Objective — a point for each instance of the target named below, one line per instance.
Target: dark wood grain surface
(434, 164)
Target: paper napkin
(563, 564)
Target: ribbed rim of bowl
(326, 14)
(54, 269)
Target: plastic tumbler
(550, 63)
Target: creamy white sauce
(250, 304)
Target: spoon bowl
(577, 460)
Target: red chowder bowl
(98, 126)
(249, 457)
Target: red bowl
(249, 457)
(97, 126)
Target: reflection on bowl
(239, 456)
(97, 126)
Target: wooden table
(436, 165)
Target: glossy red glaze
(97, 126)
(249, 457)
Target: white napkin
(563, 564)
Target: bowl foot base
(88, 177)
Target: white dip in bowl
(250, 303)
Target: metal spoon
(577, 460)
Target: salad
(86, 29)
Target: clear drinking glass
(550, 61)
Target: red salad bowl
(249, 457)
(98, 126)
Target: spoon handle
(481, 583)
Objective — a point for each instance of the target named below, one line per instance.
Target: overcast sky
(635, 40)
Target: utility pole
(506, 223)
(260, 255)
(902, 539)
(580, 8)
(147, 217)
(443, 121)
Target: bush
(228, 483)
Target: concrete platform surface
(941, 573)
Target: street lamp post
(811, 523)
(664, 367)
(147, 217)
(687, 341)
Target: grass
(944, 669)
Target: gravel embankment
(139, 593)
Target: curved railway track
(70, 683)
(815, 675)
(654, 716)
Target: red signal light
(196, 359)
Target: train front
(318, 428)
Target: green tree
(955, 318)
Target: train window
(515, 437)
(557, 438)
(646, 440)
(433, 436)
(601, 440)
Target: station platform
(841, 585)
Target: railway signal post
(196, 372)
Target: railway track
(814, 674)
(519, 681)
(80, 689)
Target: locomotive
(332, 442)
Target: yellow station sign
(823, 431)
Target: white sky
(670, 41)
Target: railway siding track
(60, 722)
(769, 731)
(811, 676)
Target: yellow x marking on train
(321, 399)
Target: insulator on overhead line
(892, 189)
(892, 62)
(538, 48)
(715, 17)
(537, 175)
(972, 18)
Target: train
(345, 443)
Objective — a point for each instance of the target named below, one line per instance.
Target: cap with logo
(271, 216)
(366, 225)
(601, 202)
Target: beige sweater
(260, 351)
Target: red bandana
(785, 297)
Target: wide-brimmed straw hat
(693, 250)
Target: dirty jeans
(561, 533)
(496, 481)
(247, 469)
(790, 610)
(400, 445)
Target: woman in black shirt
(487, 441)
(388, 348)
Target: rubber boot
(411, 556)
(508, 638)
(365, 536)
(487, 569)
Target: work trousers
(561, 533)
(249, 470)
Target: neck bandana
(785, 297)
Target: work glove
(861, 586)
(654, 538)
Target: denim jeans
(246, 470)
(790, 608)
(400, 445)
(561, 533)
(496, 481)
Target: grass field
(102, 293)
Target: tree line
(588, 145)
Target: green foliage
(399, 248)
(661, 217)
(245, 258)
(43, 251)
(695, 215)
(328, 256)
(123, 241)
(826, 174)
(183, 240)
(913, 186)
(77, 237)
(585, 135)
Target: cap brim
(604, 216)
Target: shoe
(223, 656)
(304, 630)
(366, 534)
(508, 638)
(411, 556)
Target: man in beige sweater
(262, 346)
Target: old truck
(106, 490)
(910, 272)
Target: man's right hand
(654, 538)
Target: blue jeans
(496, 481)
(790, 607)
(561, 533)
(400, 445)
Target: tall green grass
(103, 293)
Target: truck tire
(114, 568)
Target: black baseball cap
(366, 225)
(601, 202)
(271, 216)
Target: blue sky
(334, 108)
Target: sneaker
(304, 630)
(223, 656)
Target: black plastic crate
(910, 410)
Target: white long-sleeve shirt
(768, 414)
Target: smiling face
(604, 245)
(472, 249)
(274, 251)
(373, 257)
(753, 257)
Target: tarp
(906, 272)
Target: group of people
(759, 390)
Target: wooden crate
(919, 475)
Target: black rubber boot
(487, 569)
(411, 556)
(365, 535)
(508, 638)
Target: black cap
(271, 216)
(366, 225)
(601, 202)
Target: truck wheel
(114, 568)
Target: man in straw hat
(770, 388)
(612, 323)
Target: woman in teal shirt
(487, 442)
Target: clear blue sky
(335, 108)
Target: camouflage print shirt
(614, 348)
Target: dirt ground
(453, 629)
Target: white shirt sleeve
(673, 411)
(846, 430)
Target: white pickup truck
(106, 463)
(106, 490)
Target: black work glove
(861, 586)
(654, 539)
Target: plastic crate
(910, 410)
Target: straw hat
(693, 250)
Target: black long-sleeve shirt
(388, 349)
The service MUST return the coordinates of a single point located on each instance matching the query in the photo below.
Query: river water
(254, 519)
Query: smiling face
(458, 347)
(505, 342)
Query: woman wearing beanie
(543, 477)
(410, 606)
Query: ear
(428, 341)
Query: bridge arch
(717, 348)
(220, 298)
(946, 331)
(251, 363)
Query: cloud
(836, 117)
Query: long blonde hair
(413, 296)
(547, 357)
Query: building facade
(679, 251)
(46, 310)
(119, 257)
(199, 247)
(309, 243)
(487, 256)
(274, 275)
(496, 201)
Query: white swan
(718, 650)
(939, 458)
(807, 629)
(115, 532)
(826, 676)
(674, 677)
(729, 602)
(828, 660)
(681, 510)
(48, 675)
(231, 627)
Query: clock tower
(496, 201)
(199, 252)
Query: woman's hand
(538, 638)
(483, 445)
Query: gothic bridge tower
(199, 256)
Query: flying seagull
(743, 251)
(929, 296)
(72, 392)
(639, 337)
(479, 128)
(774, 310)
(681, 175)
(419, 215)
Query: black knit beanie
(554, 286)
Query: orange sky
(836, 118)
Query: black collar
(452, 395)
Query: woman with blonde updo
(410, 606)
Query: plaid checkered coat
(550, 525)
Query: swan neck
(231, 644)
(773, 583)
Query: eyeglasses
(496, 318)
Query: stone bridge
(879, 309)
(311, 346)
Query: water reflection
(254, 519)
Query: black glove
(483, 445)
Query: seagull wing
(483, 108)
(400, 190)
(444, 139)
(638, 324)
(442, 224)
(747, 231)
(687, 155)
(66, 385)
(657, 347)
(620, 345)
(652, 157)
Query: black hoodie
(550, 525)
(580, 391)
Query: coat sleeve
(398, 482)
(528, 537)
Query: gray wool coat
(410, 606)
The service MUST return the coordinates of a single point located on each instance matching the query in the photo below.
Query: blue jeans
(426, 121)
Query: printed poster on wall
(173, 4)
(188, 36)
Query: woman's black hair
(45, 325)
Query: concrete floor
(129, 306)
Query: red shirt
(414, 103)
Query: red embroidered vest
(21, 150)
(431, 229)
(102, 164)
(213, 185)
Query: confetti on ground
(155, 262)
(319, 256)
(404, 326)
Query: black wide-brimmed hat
=-=-=-=-=
Rewrite the data above as a numbered list, one item per line, leaving out any blank lines.

EXERCISE RESULT:
1. Objective — a point for each instance of the target named below, one line per instance.
2. Target: dark wood grain surface
3. (434, 164)
4. Target: paper napkin
5. (563, 564)
6. Target: ribbed rim of bowl
7. (326, 14)
8. (54, 269)
9. Target: plastic tumbler
10. (550, 63)
11. Target: creamy white sauce
12. (250, 304)
13. Target: spoon bowl
14. (577, 460)
15. Target: red chowder bowl
16. (98, 126)
17. (249, 457)
18. Target: red bowl
19. (249, 457)
20. (97, 126)
21. Target: reflection on bowl
22. (239, 456)
23. (97, 126)
24. Target: wooden table
25. (436, 165)
26. Target: glossy red glaze
27. (97, 126)
28. (249, 457)
29. Target: white napkin
30. (563, 564)
31. Target: bowl foot base
32. (88, 177)
33. Target: white dip in bowl
34. (250, 303)
35. Target: metal spoon
36. (577, 460)
37. Target: salad
38. (86, 29)
39. Target: clear drinking glass
40. (550, 61)
41. Target: red salad bowl
42. (249, 457)
43. (98, 126)
44. Target: spoon handle
45. (481, 583)
46. Objective — a point for each instance of the target named below, one line per instance.
47. Target: overcast sky
48. (635, 40)
49. Target: utility pole
50. (506, 223)
51. (260, 255)
52. (902, 539)
53. (580, 8)
54. (147, 217)
55. (443, 121)
56. Target: bush
57. (228, 483)
58. Target: concrete platform surface
59. (941, 573)
60. Target: street lamp post
61. (811, 523)
62. (664, 367)
63. (147, 217)
64. (687, 341)
65. Target: grass
66. (944, 669)
67. Target: gravel embankment
68. (139, 593)
69. Target: curved railway track
70. (70, 683)
71. (815, 675)
72. (654, 716)
73. Target: red signal light
74. (196, 359)
75. Target: train front
76. (318, 428)
77. Target: green tree
78. (955, 318)
79. Target: train window
80. (515, 437)
81. (557, 438)
82. (646, 440)
83. (433, 436)
84. (601, 440)
85. Target: station platform
86. (841, 585)
87. Target: railway signal post
88. (196, 372)
89. Target: railway track
90. (814, 674)
91. (519, 681)
92. (80, 689)
93. Target: locomotive
94. (332, 442)
95. Target: yellow station sign
96. (823, 431)
97. Target: white sky
98. (670, 41)
99. Target: railway siding track
100. (60, 722)
101. (769, 731)
102. (811, 676)
103. Target: yellow x marking on train
104. (321, 399)
105. Target: insulator on overhead line
106. (892, 189)
107. (892, 62)
108. (538, 48)
109. (715, 17)
110. (537, 175)
111. (972, 18)
112. Target: train
113. (345, 443)
114. Objective — a point for each instance of the target named below, one line per instance.
115. Target: cap with logo
116. (271, 216)
117. (366, 225)
118. (601, 202)
119. Target: beige sweater
120. (260, 351)
121. Target: red bandana
122. (785, 297)
123. Target: wide-brimmed straw hat
124. (693, 250)
125. Target: dirty jeans
126. (561, 533)
127. (496, 481)
128. (247, 469)
129. (790, 610)
130. (400, 445)
131. Target: woman in black shirt
132. (487, 441)
133. (388, 348)
134. Target: rubber boot
135. (411, 556)
136. (508, 638)
137. (365, 536)
138. (487, 569)
139. Target: work trousers
140. (561, 533)
141. (249, 470)
142. Target: neck bandana
143. (785, 297)
144. Target: work glove
145. (861, 586)
146. (654, 538)
147. Target: denim jeans
148. (246, 470)
149. (790, 608)
150. (400, 445)
151. (561, 533)
152. (496, 481)
153. Target: grass field
154. (102, 293)
155. Target: tree line
156. (588, 145)
157. Target: green foliage
158. (399, 248)
159. (661, 217)
160. (245, 258)
161. (43, 251)
162. (695, 215)
163. (328, 256)
164. (123, 241)
165. (826, 174)
166. (183, 240)
167. (913, 186)
168. (77, 237)
169. (585, 135)
170. Target: cap brim
171. (604, 216)
172. Target: shoe
173. (223, 656)
174. (304, 630)
175. (366, 534)
176. (508, 638)
177. (411, 556)
178. Target: man in beige sweater
179. (262, 346)
180. Target: old truck
181. (106, 490)
182. (910, 272)
183. Target: man's right hand
184. (654, 538)
185. Target: blue jeans
186. (496, 481)
187. (790, 607)
188. (561, 533)
189. (400, 445)
190. Target: tall green grass
191. (103, 293)
192. Target: truck tire
193. (114, 568)
194. Target: black baseball cap
195. (366, 225)
196. (601, 202)
197. (271, 216)
198. Target: blue sky
199. (334, 108)
200. Target: sneaker
201. (304, 630)
202. (223, 656)
203. Target: black plastic crate
204. (910, 410)
205. Target: white long-sleeve shirt
206. (768, 414)
207. Target: smiling face
208. (604, 245)
209. (472, 249)
210. (274, 251)
211. (373, 257)
212. (753, 257)
213. Target: tarp
214. (906, 272)
215. Target: group of people
216. (759, 390)
217. Target: wooden crate
218. (919, 475)
219. Target: black rubber boot
220. (487, 569)
221. (411, 556)
222. (365, 535)
223. (508, 638)
224. Target: black cap
225. (271, 216)
226. (366, 225)
227. (601, 202)
228. Target: truck wheel
229. (114, 568)
230. Target: man in straw hat
231. (770, 388)
232. (612, 323)
233. Target: woman in teal shirt
234. (487, 442)
235. Target: clear blue sky
236. (335, 108)
237. Target: camouflage print shirt
238. (614, 348)
239. Target: dirt ground
240. (453, 629)
241. Target: white shirt sleeve
242. (673, 411)
243. (846, 430)
244. Target: white pickup truck
245. (106, 463)
246. (106, 490)
247. Target: black work glove
248. (861, 586)
249. (654, 539)
250. Target: plastic crate
251. (910, 410)
252. Target: straw hat
253. (693, 250)
254. Target: black long-sleeve shirt
255. (388, 349)
256. The service MUST return the coordinates of a single point located on each instance matching the query in the photo below.
257. Query: river water
258. (254, 519)
259. Query: smiling face
260. (458, 347)
261. (505, 342)
262. Query: woman wearing beanie
263. (543, 477)
264. (410, 606)
265. Query: ear
266. (428, 341)
267. Query: bridge arch
268. (717, 348)
269. (220, 298)
270. (946, 331)
271. (251, 363)
272. Query: cloud
273. (836, 117)
274. Query: long blonde hair
275. (413, 296)
276. (547, 357)
277. Query: building facade
278. (679, 251)
279. (46, 310)
280. (119, 257)
281. (199, 247)
282. (309, 243)
283. (487, 256)
284. (274, 275)
285. (496, 201)
286. Query: white swan
287. (718, 650)
288. (939, 458)
289. (807, 629)
290. (115, 532)
291. (826, 676)
292. (674, 677)
293. (729, 602)
294. (828, 660)
295. (681, 510)
296. (48, 675)
297. (231, 627)
298. Query: clock tower
299. (496, 201)
300. (199, 252)
301. Query: woman's hand
302. (538, 638)
303. (483, 445)
304. Query: gothic bridge tower
305. (199, 256)
306. Query: flying seagull
307. (743, 251)
308. (929, 296)
309. (72, 392)
310. (639, 337)
311. (479, 128)
312. (774, 310)
313. (681, 175)
314. (419, 215)
315. Query: black knit beanie
316. (554, 286)
317. Query: orange sky
318. (836, 118)
319. Query: black collar
320. (452, 395)
321. Query: woman with blonde updo
322. (410, 606)
323. Query: plaid checkered coat
324. (550, 525)
325. Query: swan neck
326. (231, 644)
327. (773, 583)
328. Query: eyeglasses
329. (496, 318)
330. Query: stone bridge
331. (879, 309)
332. (311, 346)
333. Query: water reflection
334. (254, 519)
335. Query: black glove
336. (483, 445)
337. Query: seagull wing
338. (483, 108)
339. (400, 190)
340. (444, 139)
341. (638, 324)
342. (442, 224)
343. (747, 231)
344. (687, 155)
345. (66, 385)
346. (657, 347)
347. (620, 345)
348. (652, 157)
349. Query: black hoodie
350. (550, 525)
351. (580, 391)
352. Query: coat sleeve
353. (398, 482)
354. (528, 537)
355. Query: gray wool coat
356. (410, 606)
357. The service MUST return the coordinates of a single point located on each instance matching the query in the photo below.
358. Query: blue jeans
359. (426, 121)
360. Query: printed poster on wall
361. (173, 4)
362. (188, 36)
363. Query: woman's black hair
364. (45, 325)
365. Query: concrete floor
366. (129, 306)
367. Query: red shirt
368. (414, 103)
369. Query: red embroidered vest
370. (21, 150)
371. (431, 229)
372. (102, 164)
373. (213, 185)
374. Query: confetti on ground
375. (155, 262)
376. (319, 256)
377. (404, 326)
378. Query: black wide-brimmed hat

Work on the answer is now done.